> _WRITTEN REQUEST_
Without the images, write out the whole listing exactly.

> _PROVIDED MATERIAL_

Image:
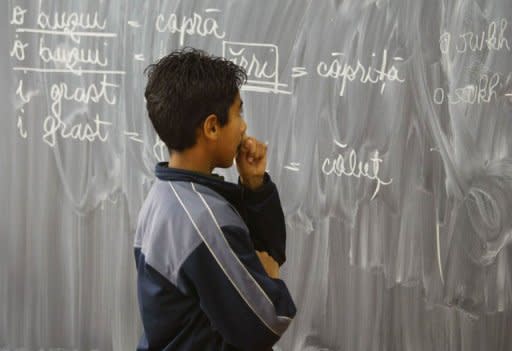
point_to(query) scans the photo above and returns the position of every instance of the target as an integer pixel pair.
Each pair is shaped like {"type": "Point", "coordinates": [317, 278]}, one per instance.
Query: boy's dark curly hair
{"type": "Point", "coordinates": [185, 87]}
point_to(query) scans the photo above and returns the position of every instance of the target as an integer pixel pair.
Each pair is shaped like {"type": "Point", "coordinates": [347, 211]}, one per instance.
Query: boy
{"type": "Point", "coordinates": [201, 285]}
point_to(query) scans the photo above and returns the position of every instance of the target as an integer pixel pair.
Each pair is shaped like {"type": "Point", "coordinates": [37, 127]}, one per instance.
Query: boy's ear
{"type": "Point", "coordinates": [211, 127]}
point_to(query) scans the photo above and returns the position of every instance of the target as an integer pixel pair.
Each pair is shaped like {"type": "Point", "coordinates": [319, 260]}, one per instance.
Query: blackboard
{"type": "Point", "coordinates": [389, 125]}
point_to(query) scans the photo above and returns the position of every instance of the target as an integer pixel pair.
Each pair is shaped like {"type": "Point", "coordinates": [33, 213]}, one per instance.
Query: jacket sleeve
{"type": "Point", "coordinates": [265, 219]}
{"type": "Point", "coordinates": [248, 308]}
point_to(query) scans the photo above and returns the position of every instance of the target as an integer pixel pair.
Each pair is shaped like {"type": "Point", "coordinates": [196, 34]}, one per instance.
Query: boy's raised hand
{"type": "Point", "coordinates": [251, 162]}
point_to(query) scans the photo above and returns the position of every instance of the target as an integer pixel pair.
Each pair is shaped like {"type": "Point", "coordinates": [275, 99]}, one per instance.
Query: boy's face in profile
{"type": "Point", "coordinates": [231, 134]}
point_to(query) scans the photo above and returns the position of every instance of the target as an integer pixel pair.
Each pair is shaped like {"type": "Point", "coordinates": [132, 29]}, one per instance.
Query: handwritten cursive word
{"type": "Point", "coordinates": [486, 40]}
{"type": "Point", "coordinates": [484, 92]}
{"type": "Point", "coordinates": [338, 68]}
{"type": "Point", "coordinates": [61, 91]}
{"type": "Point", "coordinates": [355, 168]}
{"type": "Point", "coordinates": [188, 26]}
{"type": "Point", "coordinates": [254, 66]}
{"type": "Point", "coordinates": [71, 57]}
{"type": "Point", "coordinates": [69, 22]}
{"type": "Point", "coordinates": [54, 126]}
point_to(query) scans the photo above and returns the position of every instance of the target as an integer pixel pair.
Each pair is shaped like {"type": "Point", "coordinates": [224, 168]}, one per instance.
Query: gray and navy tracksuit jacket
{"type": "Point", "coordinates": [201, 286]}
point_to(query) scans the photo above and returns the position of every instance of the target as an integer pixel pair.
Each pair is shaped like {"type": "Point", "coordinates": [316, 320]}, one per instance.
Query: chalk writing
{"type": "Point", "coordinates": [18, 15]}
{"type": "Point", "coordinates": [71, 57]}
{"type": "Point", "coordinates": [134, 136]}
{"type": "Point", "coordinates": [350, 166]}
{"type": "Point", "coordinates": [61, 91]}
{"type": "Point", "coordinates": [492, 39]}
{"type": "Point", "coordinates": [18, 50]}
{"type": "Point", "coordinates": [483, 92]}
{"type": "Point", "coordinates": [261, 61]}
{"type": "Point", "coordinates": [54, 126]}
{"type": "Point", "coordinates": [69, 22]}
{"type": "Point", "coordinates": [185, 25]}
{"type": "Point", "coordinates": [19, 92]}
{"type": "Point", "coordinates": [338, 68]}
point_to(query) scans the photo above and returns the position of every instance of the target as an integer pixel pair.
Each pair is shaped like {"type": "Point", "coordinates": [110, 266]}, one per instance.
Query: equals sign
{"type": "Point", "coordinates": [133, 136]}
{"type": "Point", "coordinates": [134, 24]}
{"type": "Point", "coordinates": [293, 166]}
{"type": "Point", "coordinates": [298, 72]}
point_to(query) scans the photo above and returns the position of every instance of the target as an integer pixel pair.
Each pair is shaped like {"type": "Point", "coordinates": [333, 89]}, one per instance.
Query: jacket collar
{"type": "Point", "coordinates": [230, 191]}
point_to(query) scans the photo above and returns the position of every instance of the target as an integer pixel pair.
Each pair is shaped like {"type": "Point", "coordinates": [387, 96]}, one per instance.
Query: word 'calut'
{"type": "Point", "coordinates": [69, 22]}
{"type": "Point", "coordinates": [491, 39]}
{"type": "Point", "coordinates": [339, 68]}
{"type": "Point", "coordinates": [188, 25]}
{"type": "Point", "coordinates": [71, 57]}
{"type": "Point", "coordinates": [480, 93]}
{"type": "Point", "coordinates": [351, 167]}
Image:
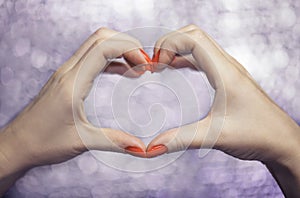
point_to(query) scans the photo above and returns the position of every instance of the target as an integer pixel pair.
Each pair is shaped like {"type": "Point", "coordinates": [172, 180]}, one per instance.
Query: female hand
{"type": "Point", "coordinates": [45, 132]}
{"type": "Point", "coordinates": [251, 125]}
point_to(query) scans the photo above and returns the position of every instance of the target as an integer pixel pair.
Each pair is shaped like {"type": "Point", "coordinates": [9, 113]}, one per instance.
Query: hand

> _WRITTEN SOLUTION_
Image:
point_to(query) scans the photo above and returns the position of every instance of the target as an integer pixel pair.
Each pair is shaped like {"type": "Point", "coordinates": [317, 278]}, one per instance.
Query: boy's dark curly hair
{"type": "Point", "coordinates": [185, 87]}
point_to(query) scans the photo above and returns the position of every instance of the target as an integer pixel pair.
Each pair is shaped like {"type": "Point", "coordinates": [347, 211]}, one per instance.
Query: boy
{"type": "Point", "coordinates": [201, 285]}
point_to(query) scans the photo above and returns the position of every instance of the target as an integer pixel pair.
Each pair is shaped like {"type": "Point", "coordinates": [37, 127]}, one per instance.
Query: boy's ear
{"type": "Point", "coordinates": [211, 127]}
point_to(query) scans the photo above and returns the position of every instance of the target as an integer pixel pair.
Each pair is shaped like {"type": "Point", "coordinates": [319, 260]}, one per instance.
Query: blackboard
{"type": "Point", "coordinates": [389, 125]}
point_to(query) scans the photo above and returns the position of every instance of the target as an integer pixel pair.
Each pair is shaped like {"type": "Point", "coordinates": [33, 213]}, one per instance.
Query: jacket sleeve
{"type": "Point", "coordinates": [265, 219]}
{"type": "Point", "coordinates": [248, 308]}
point_to(query) scans the photo above and returns the position of every instance of the target as an integer pixel pair.
Each pair is shaped like {"type": "Point", "coordinates": [196, 34]}, one per instance.
Query: boy's raised hand
{"type": "Point", "coordinates": [251, 162]}
point_to(query) scans the photo above and returns the position of every instance of the target as an integer pixel pair.
Each pair is shaped like {"type": "Point", "coordinates": [275, 99]}, one per instance.
Query: boy's face in profile
{"type": "Point", "coordinates": [231, 134]}
point_to(query) scans the photo above and returns the position of every instance of the target as an integer pixel pair.
Each pair is shaped like {"type": "Point", "coordinates": [132, 29]}, one per instance.
Query: handwritten cursive word
{"type": "Point", "coordinates": [486, 40]}
{"type": "Point", "coordinates": [484, 92]}
{"type": "Point", "coordinates": [338, 68]}
{"type": "Point", "coordinates": [61, 91]}
{"type": "Point", "coordinates": [355, 168]}
{"type": "Point", "coordinates": [188, 26]}
{"type": "Point", "coordinates": [254, 66]}
{"type": "Point", "coordinates": [71, 57]}
{"type": "Point", "coordinates": [69, 22]}
{"type": "Point", "coordinates": [54, 126]}
point_to(query) scans the photo above and returns the position of every instance of the target as an integer pixel pair.
Each pair is shaped like {"type": "Point", "coordinates": [224, 168]}, one per instance.
Query: gray and navy tracksuit jacket
{"type": "Point", "coordinates": [201, 286]}
point_to(query) scans the photo above and returns the position of every instance of the target as an integer pixel pair.
Each pair is shaped like {"type": "Point", "coordinates": [316, 320]}, one per instance.
Query: chalk writing
{"type": "Point", "coordinates": [18, 15]}
{"type": "Point", "coordinates": [71, 57]}
{"type": "Point", "coordinates": [134, 136]}
{"type": "Point", "coordinates": [350, 166]}
{"type": "Point", "coordinates": [61, 91]}
{"type": "Point", "coordinates": [492, 39]}
{"type": "Point", "coordinates": [18, 50]}
{"type": "Point", "coordinates": [483, 92]}
{"type": "Point", "coordinates": [261, 61]}
{"type": "Point", "coordinates": [54, 126]}
{"type": "Point", "coordinates": [69, 22]}
{"type": "Point", "coordinates": [185, 25]}
{"type": "Point", "coordinates": [19, 92]}
{"type": "Point", "coordinates": [338, 68]}
point_to(query) scans the photo above and returns the position of every instance of the target as an integer pixel pair.
Each pair is shaped like {"type": "Point", "coordinates": [110, 266]}, one per instance.
Query: equals sign
{"type": "Point", "coordinates": [133, 136]}
{"type": "Point", "coordinates": [134, 24]}
{"type": "Point", "coordinates": [293, 166]}
{"type": "Point", "coordinates": [298, 72]}
point_to(query) scans the photo above and returns the position of every instance of the target as an integer pixel pair.
Each pair is shaped like {"type": "Point", "coordinates": [333, 89]}, one per instance.
Query: jacket collar
{"type": "Point", "coordinates": [230, 191]}
point_to(query) scans the photo above and returns the position of every instance of the target as an integer pixel pair.
Each pair is shaped like {"type": "Point", "coordinates": [387, 96]}, one per instance.
Query: word 'calut'
{"type": "Point", "coordinates": [69, 22]}
{"type": "Point", "coordinates": [491, 39]}
{"type": "Point", "coordinates": [339, 68]}
{"type": "Point", "coordinates": [188, 25]}
{"type": "Point", "coordinates": [71, 57]}
{"type": "Point", "coordinates": [480, 93]}
{"type": "Point", "coordinates": [351, 167]}
Image:
point_to(query) scans the photo above and returns the position of every instance of the target as an integer pixel pair.
Each pair is shaped like {"type": "Point", "coordinates": [172, 180]}, one per instance.
Query: female hand
{"type": "Point", "coordinates": [45, 132]}
{"type": "Point", "coordinates": [251, 125]}
point_to(query) scans the photo above and returns the position of every instance of the target as an integer pixel pair.
Each pair is shaped like {"type": "Point", "coordinates": [9, 113]}, one per instance.
Query: hand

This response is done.